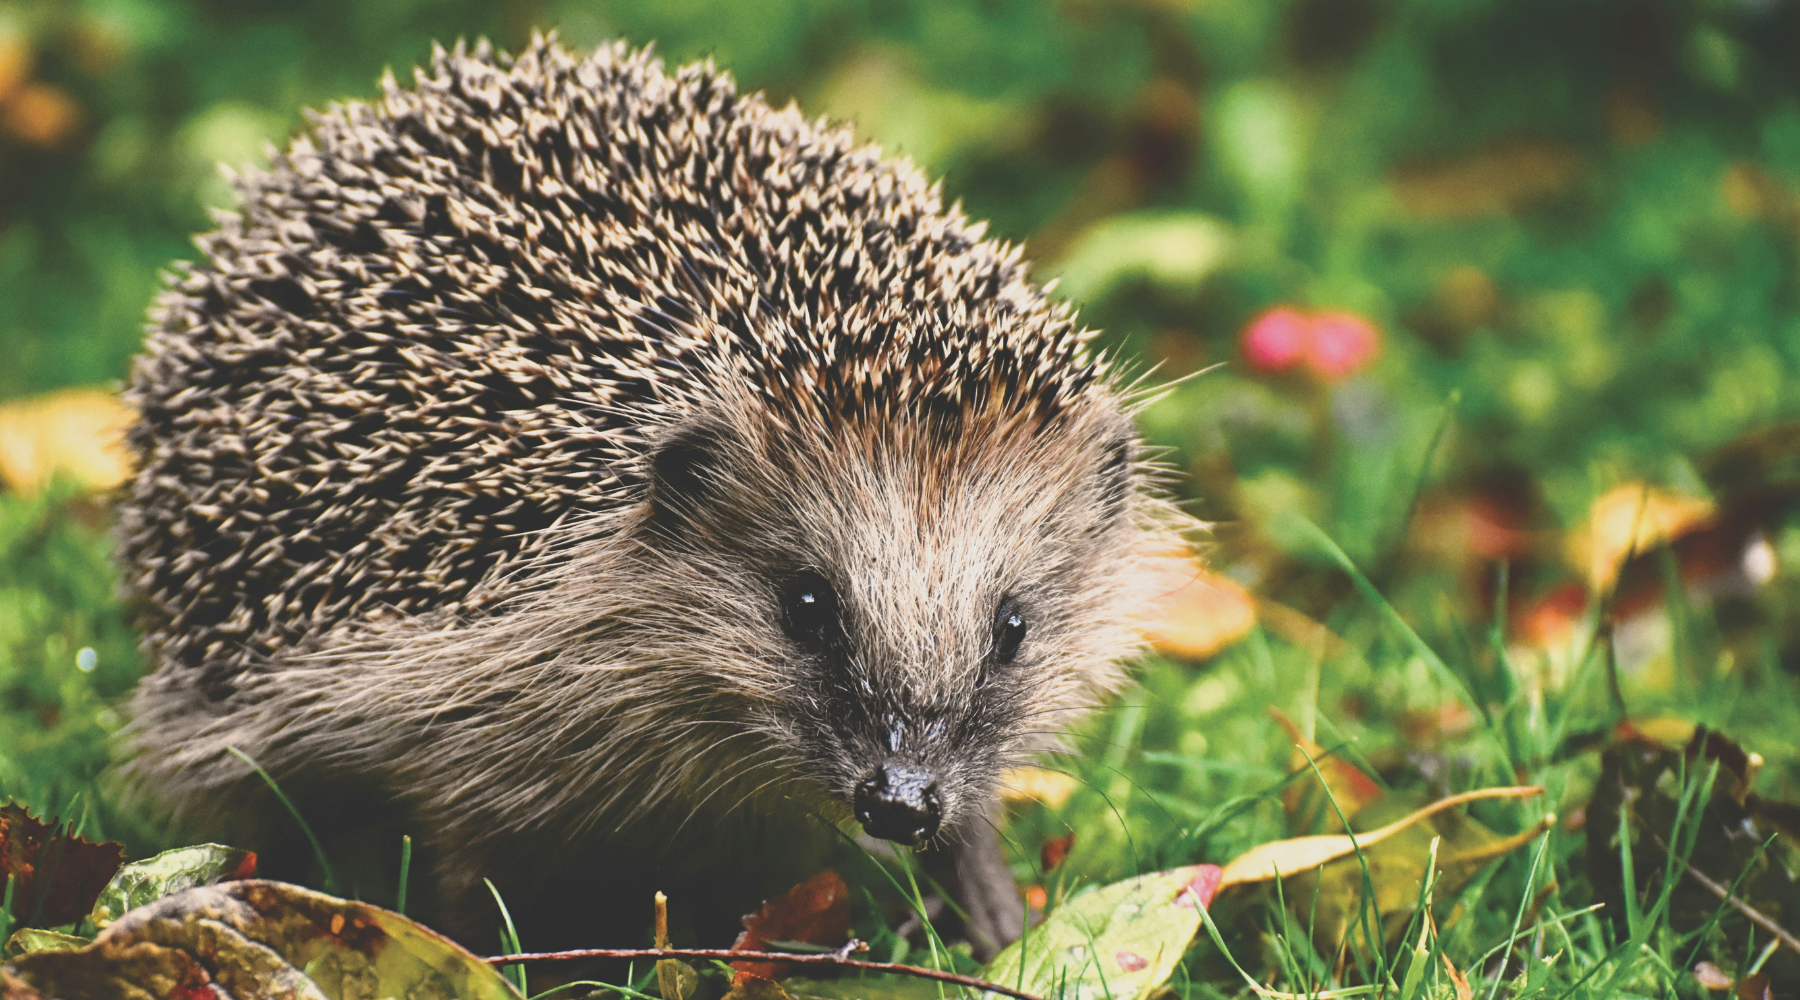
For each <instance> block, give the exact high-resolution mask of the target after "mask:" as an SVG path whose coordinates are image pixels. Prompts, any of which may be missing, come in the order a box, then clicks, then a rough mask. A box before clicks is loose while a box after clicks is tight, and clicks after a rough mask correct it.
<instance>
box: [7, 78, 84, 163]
mask: <svg viewBox="0 0 1800 1000" xmlns="http://www.w3.org/2000/svg"><path fill="white" fill-rule="evenodd" d="M0 121H4V122H5V128H7V131H11V133H13V135H16V137H20V138H23V140H25V142H29V144H32V146H38V147H41V149H56V147H58V146H61V144H63V140H65V138H68V135H70V133H74V131H76V126H77V124H81V104H76V99H74V97H70V95H68V92H67V90H63V88H61V86H56V85H54V83H43V81H32V83H27V85H25V86H20V88H18V90H16V92H14V94H13V99H11V101H7V103H5V106H0Z"/></svg>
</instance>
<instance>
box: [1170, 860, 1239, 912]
mask: <svg viewBox="0 0 1800 1000" xmlns="http://www.w3.org/2000/svg"><path fill="white" fill-rule="evenodd" d="M1224 874H1226V871H1224V869H1220V867H1219V865H1193V879H1192V881H1190V883H1188V885H1186V888H1183V890H1181V894H1179V896H1175V905H1177V906H1186V908H1190V910H1192V908H1193V905H1195V903H1199V905H1201V906H1211V905H1213V896H1217V894H1219V881H1220V879H1222V878H1224Z"/></svg>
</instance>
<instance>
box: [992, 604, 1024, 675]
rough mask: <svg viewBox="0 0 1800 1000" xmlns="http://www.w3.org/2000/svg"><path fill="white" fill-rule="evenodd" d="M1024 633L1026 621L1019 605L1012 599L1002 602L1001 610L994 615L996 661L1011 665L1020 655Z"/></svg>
mask: <svg viewBox="0 0 1800 1000" xmlns="http://www.w3.org/2000/svg"><path fill="white" fill-rule="evenodd" d="M1024 633H1026V621H1024V612H1022V610H1021V608H1019V603H1017V601H1013V599H1012V597H1008V599H1004V601H1001V610H999V612H995V613H994V660H995V662H1001V664H1010V662H1012V658H1013V656H1017V655H1019V644H1021V642H1024Z"/></svg>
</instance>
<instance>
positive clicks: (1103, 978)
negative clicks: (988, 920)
mask: <svg viewBox="0 0 1800 1000" xmlns="http://www.w3.org/2000/svg"><path fill="white" fill-rule="evenodd" d="M1217 885H1219V869H1217V867H1213V865H1192V867H1184V869H1172V871H1166V872H1156V874H1147V876H1138V878H1129V879H1125V881H1116V883H1112V885H1107V887H1102V888H1096V890H1093V892H1085V894H1082V896H1076V897H1073V899H1069V901H1067V903H1064V905H1062V906H1057V910H1055V912H1051V914H1049V917H1048V919H1046V921H1044V923H1042V924H1039V926H1037V928H1033V930H1031V932H1030V933H1028V935H1026V937H1022V939H1021V941H1017V942H1013V944H1012V946H1008V948H1006V950H1004V951H1001V953H999V955H995V957H994V960H992V962H988V968H986V969H983V973H981V978H985V980H988V982H995V984H1001V986H1013V987H1019V989H1022V991H1024V993H1033V995H1037V996H1060V998H1062V1000H1143V998H1145V996H1150V993H1154V991H1156V989H1157V987H1161V986H1163V982H1166V980H1168V977H1170V975H1172V973H1174V971H1175V966H1177V964H1179V962H1181V955H1183V951H1186V950H1188V942H1192V941H1193V935H1195V933H1197V932H1199V930H1201V910H1199V906H1202V905H1206V903H1210V901H1211V896H1213V890H1215V887H1217ZM1197 903H1199V905H1197ZM988 996H995V995H988Z"/></svg>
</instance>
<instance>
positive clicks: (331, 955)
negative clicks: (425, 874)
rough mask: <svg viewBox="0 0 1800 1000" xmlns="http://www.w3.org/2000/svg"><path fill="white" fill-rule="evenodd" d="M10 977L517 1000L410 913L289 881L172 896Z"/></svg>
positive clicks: (515, 998)
mask: <svg viewBox="0 0 1800 1000" xmlns="http://www.w3.org/2000/svg"><path fill="white" fill-rule="evenodd" d="M301 969H304V971H301ZM9 971H11V973H13V975H16V977H18V978H22V980H23V982H25V984H27V986H29V987H31V989H36V991H38V993H41V995H45V996H151V998H158V1000H160V998H169V1000H176V998H180V1000H189V998H198V996H220V995H225V996H284V998H293V1000H326V998H328V996H419V998H423V996H459V998H464V1000H518V993H517V991H515V989H513V986H511V984H508V982H506V978H504V977H500V973H499V971H497V969H495V968H493V966H490V964H488V962H484V960H481V959H477V957H475V955H470V953H468V951H466V950H463V948H461V946H457V944H455V942H452V941H450V939H446V937H443V935H437V933H434V932H430V930H427V928H423V926H419V924H418V923H414V921H409V919H405V917H401V915H400V914H392V912H389V910H380V908H376V906H369V905H365V903H353V901H347V899H335V897H331V896H326V894H322V892H313V890H308V888H301V887H297V885H283V883H279V881H230V883H221V885H209V887H202V888H189V890H185V892H178V894H175V896H166V897H162V899H158V901H155V903H151V905H148V906H139V908H137V910H131V912H130V914H126V915H122V917H119V919H117V921H115V923H113V924H112V926H110V928H106V930H104V932H101V935H99V937H95V939H94V944H90V946H86V948H81V950H77V951H38V953H32V955H25V957H22V959H18V960H16V962H14V964H13V966H11V969H9Z"/></svg>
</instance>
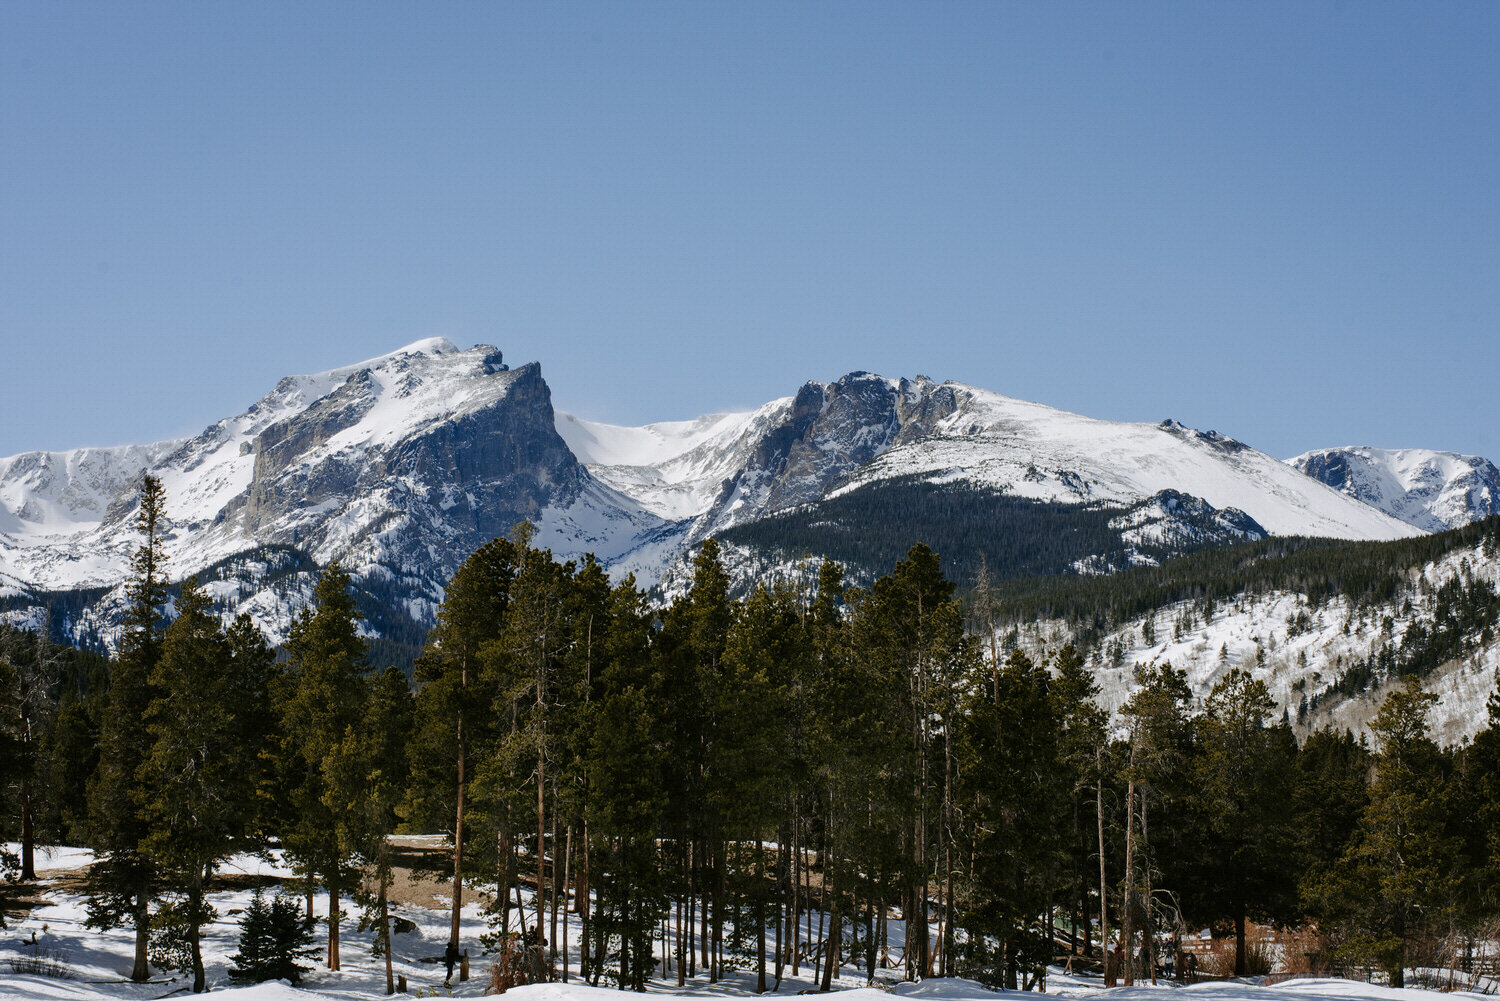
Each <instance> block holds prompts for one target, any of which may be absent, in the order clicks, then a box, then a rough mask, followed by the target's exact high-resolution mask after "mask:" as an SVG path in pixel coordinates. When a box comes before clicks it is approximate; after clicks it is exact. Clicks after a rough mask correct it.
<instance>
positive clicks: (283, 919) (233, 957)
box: [229, 890, 318, 984]
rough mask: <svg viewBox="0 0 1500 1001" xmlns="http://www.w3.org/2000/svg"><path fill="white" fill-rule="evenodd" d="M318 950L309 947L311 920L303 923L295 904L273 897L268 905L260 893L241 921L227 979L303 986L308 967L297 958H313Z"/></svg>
mask: <svg viewBox="0 0 1500 1001" xmlns="http://www.w3.org/2000/svg"><path fill="white" fill-rule="evenodd" d="M317 953H318V948H317V947H315V945H314V944H312V921H309V920H306V918H305V917H303V915H302V912H300V908H299V906H297V902H296V900H293V899H290V897H284V896H273V897H272V899H270V902H267V900H266V894H263V893H261V891H260V890H257V891H255V896H254V897H252V899H251V906H248V908H246V909H245V917H242V918H240V951H237V953H234V954H233V956H229V962H233V963H234V965H233V966H229V980H233V981H234V983H261V981H263V980H287V981H290V983H293V984H297V983H302V975H303V974H305V972H308V969H309V966H303V965H302V963H300V962H297V960H299V959H312V957H314V956H315V954H317Z"/></svg>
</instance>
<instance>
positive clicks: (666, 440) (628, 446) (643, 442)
mask: <svg viewBox="0 0 1500 1001" xmlns="http://www.w3.org/2000/svg"><path fill="white" fill-rule="evenodd" d="M790 408H792V398H790V396H787V398H784V399H772V401H771V402H769V404H765V405H763V407H760V408H757V410H751V411H747V413H736V414H708V416H705V417H699V419H696V420H672V422H663V423H654V425H645V426H642V428H619V426H616V425H604V423H595V422H589V420H582V419H579V417H574V416H571V414H562V413H559V414H558V434H559V435H562V440H564V441H567V444H568V449H571V450H573V455H576V456H577V458H579V461H580V462H583V464H586V465H588V468H589V471H591V473H592V474H594V476H595V477H597V479H598V480H600V482H603V483H607V485H609V486H612V488H615V489H616V491H619V492H621V494H627V495H630V497H631V498H634V500H636V501H637V503H639V504H640V506H642V507H645V509H646V510H649V512H651V513H654V515H658V516H660V518H666V519H669V521H682V519H693V518H697V516H699V515H702V513H703V512H706V510H708V509H709V507H712V504H714V501H715V500H717V498H718V494H720V491H721V489H723V485H724V482H726V480H730V479H733V476H735V474H736V473H738V471H739V470H741V468H744V467H745V465H747V464H748V462H750V461H751V459H753V455H754V449H756V446H757V444H759V443H760V441H762V440H763V438H765V437H766V434H768V432H769V431H771V429H772V428H775V426H778V425H780V423H783V422H784V420H786V414H787V413H789V411H790Z"/></svg>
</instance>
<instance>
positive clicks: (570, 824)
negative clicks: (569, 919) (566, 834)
mask: <svg viewBox="0 0 1500 1001" xmlns="http://www.w3.org/2000/svg"><path fill="white" fill-rule="evenodd" d="M571 873H573V825H571V824H568V825H567V843H565V845H564V848H562V983H567V981H568V956H567V911H568V893H570V891H571V885H573V884H571Z"/></svg>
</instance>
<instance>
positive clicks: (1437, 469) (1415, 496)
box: [1289, 447, 1500, 531]
mask: <svg viewBox="0 0 1500 1001" xmlns="http://www.w3.org/2000/svg"><path fill="white" fill-rule="evenodd" d="M1289 462H1290V464H1292V465H1293V467H1295V468H1298V470H1301V471H1304V473H1307V474H1308V476H1311V477H1313V479H1316V480H1319V482H1322V483H1328V485H1329V486H1332V488H1334V489H1337V491H1340V492H1343V494H1346V495H1349V497H1353V498H1355V500H1361V501H1364V503H1367V504H1370V506H1371V507H1377V509H1380V510H1383V512H1386V513H1388V515H1391V516H1392V518H1400V519H1401V521H1404V522H1407V524H1409V525H1416V527H1418V528H1422V530H1425V531H1443V530H1445V528H1458V527H1460V525H1467V524H1469V522H1472V521H1479V519H1481V518H1488V516H1490V515H1500V470H1497V468H1496V465H1494V462H1490V461H1488V459H1484V458H1481V456H1478V455H1458V453H1457V452H1434V450H1431V449H1370V447H1346V449H1319V450H1316V452H1305V453H1304V455H1299V456H1298V458H1295V459H1289Z"/></svg>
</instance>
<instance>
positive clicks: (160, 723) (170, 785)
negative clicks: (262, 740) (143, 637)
mask: <svg viewBox="0 0 1500 1001" xmlns="http://www.w3.org/2000/svg"><path fill="white" fill-rule="evenodd" d="M246 668H249V671H248V674H249V677H240V671H242V669H246ZM150 683H151V690H153V693H154V698H153V699H151V704H150V707H148V708H147V711H145V720H144V722H145V732H147V735H148V738H150V741H151V744H150V752H148V753H147V758H145V761H142V762H141V768H139V771H138V777H139V780H141V786H142V788H144V791H145V792H147V797H145V800H144V807H145V815H147V819H148V825H150V827H148V833H147V836H145V837H144V840H142V842H141V849H142V852H144V854H145V855H147V858H148V860H150V861H151V864H153V866H154V867H156V869H157V872H160V873H162V875H163V878H165V881H166V885H168V887H169V890H171V891H172V894H174V900H172V903H171V905H168V906H163V908H162V911H159V914H157V918H156V921H154V924H156V927H153V935H154V936H156V938H157V945H156V947H157V954H159V956H169V957H171V959H168V960H166V962H162V963H159V965H166V963H172V965H175V968H178V969H183V972H190V974H192V978H193V992H202V990H204V989H207V984H205V980H204V965H202V948H201V944H199V936H201V927H202V924H205V923H208V921H210V920H213V917H214V909H213V908H211V906H210V905H208V902H207V896H205V894H207V890H208V882H210V879H211V878H213V873H214V869H216V867H217V866H219V864H220V863H222V861H223V860H225V858H228V857H229V855H233V854H236V852H239V851H245V849H248V848H252V846H254V843H255V842H254V839H252V828H254V821H255V810H257V801H255V771H254V768H246V767H245V764H246V762H245V759H243V758H242V755H243V753H245V750H246V738H248V732H246V728H245V726H243V722H242V720H240V719H239V717H237V713H239V711H240V710H242V708H246V707H254V705H255V704H258V702H260V704H263V702H264V698H266V696H264V684H266V675H264V666H263V665H260V663H255V665H248V663H246V662H245V660H240V662H237V660H236V657H234V654H233V650H231V647H229V642H228V639H226V638H225V636H223V630H222V629H220V627H219V621H217V618H214V617H213V615H211V614H210V602H208V597H207V594H204V593H202V591H201V590H198V585H196V582H195V581H193V579H189V581H186V582H184V584H183V587H181V596H180V597H178V600H177V618H175V620H174V621H172V624H171V626H168V629H166V633H165V638H163V641H162V653H160V657H159V660H157V662H156V668H154V669H153V671H151V677H150ZM257 687H258V689H260V690H257Z"/></svg>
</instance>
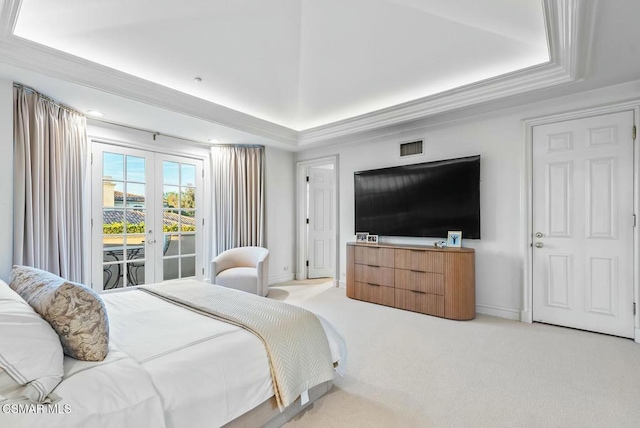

• [WORK INSTRUCTIONS]: In the records, find every line that has the string "coordinates" and copy it.

• [ANSWER TO THIS EXERCISE]:
For each <instance> block, give the exact high-resolution mask of the target after "mask:" as an SVG path whose coordinates are image pixels. Prompts, any of which may be missing, come in the order a box, then clicks, then a rough mask. A box before clicks is loose while a box after clicks is tight, and clicks after a rough mask correct it.
Each <instance> block holds prompts for one target, any of which may be absent, in the order clicks, then a box, then a rough mask, followed by the target's exact high-resolution mask after "mask:" as an SVG path in pixel coordinates. When a box comes before clicks it is approximate; after clicks it is exact. Clicks after a rough mask correct it.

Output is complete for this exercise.